What you have to do
Locate every line in the rows below that contains the string "rock" with matching case, and copy each of those lines in full.

Record excerpts
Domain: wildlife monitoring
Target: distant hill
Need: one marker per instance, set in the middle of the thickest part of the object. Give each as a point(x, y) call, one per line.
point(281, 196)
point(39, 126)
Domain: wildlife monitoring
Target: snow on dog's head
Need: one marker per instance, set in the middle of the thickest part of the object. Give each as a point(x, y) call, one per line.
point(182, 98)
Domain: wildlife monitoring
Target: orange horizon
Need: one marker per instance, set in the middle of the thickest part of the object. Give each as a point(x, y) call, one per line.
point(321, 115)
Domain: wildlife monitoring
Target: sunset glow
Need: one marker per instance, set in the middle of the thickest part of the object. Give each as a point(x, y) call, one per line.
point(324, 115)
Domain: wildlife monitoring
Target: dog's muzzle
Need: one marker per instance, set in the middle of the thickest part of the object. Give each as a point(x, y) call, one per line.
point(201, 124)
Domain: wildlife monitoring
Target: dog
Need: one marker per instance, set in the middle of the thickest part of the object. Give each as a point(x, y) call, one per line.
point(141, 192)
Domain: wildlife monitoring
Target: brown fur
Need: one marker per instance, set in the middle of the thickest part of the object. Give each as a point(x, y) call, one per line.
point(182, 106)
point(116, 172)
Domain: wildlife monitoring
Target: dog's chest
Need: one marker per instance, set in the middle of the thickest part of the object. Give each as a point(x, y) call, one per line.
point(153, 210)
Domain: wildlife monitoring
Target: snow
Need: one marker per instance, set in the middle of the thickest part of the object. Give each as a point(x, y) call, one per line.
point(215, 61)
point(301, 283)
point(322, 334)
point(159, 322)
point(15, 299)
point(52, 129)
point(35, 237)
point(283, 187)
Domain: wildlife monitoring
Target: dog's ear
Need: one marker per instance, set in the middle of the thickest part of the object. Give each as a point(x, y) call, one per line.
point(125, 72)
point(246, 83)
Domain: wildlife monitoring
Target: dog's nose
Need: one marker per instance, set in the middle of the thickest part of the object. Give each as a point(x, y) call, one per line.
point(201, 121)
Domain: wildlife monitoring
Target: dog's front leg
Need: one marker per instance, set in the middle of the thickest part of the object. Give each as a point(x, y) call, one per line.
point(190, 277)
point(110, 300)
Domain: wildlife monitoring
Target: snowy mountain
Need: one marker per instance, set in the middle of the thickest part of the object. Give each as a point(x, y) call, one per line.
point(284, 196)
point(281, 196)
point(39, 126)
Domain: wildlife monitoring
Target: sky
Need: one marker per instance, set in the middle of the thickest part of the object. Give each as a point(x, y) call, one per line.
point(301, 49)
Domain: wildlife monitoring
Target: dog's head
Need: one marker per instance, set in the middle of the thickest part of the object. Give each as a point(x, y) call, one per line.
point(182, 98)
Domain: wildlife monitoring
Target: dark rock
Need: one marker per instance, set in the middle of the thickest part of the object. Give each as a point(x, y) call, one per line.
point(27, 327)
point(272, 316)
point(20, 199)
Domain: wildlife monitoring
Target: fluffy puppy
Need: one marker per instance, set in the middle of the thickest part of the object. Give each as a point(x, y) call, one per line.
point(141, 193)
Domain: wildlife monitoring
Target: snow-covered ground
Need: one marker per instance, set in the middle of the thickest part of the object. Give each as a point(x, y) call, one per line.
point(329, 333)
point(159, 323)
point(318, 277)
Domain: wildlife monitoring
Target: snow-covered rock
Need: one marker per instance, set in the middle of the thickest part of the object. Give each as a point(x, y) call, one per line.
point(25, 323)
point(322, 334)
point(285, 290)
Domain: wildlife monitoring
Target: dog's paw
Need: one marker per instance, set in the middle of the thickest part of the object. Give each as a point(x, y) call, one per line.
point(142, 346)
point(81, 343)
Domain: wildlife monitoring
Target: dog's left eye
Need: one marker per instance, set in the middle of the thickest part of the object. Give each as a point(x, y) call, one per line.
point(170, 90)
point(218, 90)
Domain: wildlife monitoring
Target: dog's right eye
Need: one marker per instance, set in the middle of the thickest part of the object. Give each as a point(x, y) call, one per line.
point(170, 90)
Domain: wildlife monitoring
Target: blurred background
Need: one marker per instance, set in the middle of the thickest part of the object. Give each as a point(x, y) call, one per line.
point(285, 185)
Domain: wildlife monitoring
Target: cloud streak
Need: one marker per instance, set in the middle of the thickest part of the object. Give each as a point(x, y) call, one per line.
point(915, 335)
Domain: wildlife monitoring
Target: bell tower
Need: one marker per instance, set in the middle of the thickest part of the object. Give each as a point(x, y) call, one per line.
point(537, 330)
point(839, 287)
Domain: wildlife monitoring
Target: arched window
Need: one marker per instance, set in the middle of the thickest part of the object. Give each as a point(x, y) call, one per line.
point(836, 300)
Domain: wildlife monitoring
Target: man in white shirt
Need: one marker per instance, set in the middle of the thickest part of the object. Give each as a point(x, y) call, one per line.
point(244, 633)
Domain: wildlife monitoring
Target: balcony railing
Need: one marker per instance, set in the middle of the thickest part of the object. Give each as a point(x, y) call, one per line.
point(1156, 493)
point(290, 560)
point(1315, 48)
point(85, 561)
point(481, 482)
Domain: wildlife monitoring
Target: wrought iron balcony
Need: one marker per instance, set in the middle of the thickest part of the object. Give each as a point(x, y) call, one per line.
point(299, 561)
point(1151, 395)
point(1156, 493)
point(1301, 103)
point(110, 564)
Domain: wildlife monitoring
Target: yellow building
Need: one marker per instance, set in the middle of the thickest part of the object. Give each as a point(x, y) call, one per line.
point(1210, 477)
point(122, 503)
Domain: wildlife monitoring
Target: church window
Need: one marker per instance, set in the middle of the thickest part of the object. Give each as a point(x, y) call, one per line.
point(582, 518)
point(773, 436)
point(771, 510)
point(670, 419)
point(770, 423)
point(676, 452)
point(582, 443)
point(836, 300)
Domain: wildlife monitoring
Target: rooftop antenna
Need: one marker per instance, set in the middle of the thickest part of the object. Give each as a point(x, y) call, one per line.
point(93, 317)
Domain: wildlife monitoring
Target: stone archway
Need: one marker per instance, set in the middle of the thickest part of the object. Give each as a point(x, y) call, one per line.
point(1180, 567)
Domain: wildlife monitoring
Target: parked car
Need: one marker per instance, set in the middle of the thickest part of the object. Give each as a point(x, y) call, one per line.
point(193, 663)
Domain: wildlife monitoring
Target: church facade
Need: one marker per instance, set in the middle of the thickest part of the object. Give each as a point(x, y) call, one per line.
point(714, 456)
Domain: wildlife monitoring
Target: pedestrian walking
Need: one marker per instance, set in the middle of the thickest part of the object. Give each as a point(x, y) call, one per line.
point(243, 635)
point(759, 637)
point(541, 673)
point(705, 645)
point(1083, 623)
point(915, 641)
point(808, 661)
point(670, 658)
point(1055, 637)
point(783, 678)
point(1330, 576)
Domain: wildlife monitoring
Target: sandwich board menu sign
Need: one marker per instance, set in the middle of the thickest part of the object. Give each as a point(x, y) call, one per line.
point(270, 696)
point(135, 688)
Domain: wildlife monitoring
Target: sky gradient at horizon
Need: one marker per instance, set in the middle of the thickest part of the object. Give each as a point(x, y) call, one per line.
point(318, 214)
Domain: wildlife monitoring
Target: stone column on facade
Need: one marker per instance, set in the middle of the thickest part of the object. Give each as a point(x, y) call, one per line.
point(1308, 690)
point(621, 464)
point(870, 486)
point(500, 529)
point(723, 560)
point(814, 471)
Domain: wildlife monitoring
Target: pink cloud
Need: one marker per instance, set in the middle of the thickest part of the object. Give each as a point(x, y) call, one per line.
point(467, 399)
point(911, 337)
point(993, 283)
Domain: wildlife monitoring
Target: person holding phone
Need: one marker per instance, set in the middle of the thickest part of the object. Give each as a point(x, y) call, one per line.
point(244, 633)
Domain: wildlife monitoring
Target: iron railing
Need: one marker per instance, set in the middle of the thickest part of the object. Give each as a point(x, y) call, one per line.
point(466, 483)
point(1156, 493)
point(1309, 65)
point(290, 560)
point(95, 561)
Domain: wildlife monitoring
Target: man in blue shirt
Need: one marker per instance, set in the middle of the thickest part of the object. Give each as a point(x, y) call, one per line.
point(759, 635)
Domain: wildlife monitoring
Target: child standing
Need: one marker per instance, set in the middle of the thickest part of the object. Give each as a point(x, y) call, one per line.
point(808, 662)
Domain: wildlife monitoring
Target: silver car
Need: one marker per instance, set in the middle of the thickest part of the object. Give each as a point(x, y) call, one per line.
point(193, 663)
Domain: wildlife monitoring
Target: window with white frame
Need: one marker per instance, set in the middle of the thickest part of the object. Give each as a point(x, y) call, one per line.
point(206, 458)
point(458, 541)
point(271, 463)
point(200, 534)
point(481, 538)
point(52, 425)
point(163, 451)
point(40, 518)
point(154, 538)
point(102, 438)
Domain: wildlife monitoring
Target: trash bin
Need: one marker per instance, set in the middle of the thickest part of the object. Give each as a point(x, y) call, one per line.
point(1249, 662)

Finished answer
Target: dark rock
Target: snow-covered rock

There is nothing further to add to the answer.